### EXERCISES
A - List every personal name mentioned in the post about childhood naps.
B - Continue the post about childhood naps from its final sentence.

### EXERCISE PASSAGE
++++++
Q – Quiet Naps

This is my ninth year of blogging the A to Z Challenge. Everyday I will share something about my family’s life during 1950. This was a year that the USA federal census was taken and the first one that I appear in. At the end of each post I will share a book from my childhood collection.

Naps were a regular part of my day back then. Usually I fell asleep because I remember several times when I woke up and nobody seemed to be around. Once I wandered down the hall and found the movie “The Thief of Baghdad” being shown. I came in just as the genie was coming out of the bottle and it was quite frightening. I didn’t see the rest of the movie.

Another time I woke up and, again no one was around. This time I heard music and noise outside and went out to find that the church was holding a carnival with rides and I don’t know what else. I think there was even a ferris wheel like the one my sister got for Christmas that year. I seem to have had my nightgown on and was hustled back into the house.

Kris, Dee Dee, Barbara. Pearl was napping

In the photographs at my grandparents in Detroit, Pearl doesn’t appear in some of them and my grandmother wrote on the back and speculated that she must have still been sleeping from her nap.

Dee Dee and Kris have a chat while Pearl makes a get-away and Barbara sleeps

The same happened in Springfield when my cousin Barbara didn’t appear in the photo, my mother guessed she was still asleep from her nap.

The Naughty Little Guest

I remember this little 2 x 3 inch book. The picture I remember is of the writing on the walls that was done by the naughty little guest, who was actually the little goat’s imaginary friend, ie herself.
++++++
### Records excerpted from a collection
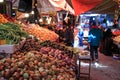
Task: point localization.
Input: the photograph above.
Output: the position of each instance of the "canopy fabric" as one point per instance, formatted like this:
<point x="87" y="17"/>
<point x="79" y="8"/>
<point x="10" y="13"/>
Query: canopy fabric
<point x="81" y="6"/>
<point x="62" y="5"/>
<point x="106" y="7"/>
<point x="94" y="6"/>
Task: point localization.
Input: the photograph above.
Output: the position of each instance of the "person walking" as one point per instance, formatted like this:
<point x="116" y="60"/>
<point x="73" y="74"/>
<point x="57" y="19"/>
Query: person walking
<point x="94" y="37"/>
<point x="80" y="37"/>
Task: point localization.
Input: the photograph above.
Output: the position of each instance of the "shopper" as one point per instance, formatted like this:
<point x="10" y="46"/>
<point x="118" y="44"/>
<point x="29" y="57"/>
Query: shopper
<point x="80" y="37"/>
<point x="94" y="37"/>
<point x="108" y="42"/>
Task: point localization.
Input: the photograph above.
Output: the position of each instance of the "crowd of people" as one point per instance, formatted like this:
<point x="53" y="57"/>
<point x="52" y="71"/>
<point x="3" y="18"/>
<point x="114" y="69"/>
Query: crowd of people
++++++
### ANSWERS FOR EACH ITEM
A - Kris, Dee Dee, Barbara, Pearl

B -
10 thoughts on “Q – Quiet Naps

    1. I remember later naps when I was four and we were in Detroit, looking at the yellow shades and the white curtains and the sunshine and shadows making pictures.
      Even more I remember laying down with my own children later to get them to go to sleep and waking up an hour or so later. They did go to sleep too.

  1. I must have not liked naps back then as my mom would bring in her alarm (a wind up model, with glowing, uranium painted dials numbers, marking, and tips of the hands ) and put it on the nightstand next to me and I would be told to not get out of bed until the hands were in the position of a later time when nap time was over.

    1. Your mother must have needed a break. I think I went to sleep, I just woke up before I was expected to. When I turned 5, I no longer had to take a nap.

  2. Naps definitely part of my childhood and imposed on my children too though I remember my son was not such a good napper, his room was usually upside down from playing after the “nap”, but he did sleep all night.

    1. That is really important – sleeping all night. I didn’t realize how wonderful a full night of sleep was until I had children.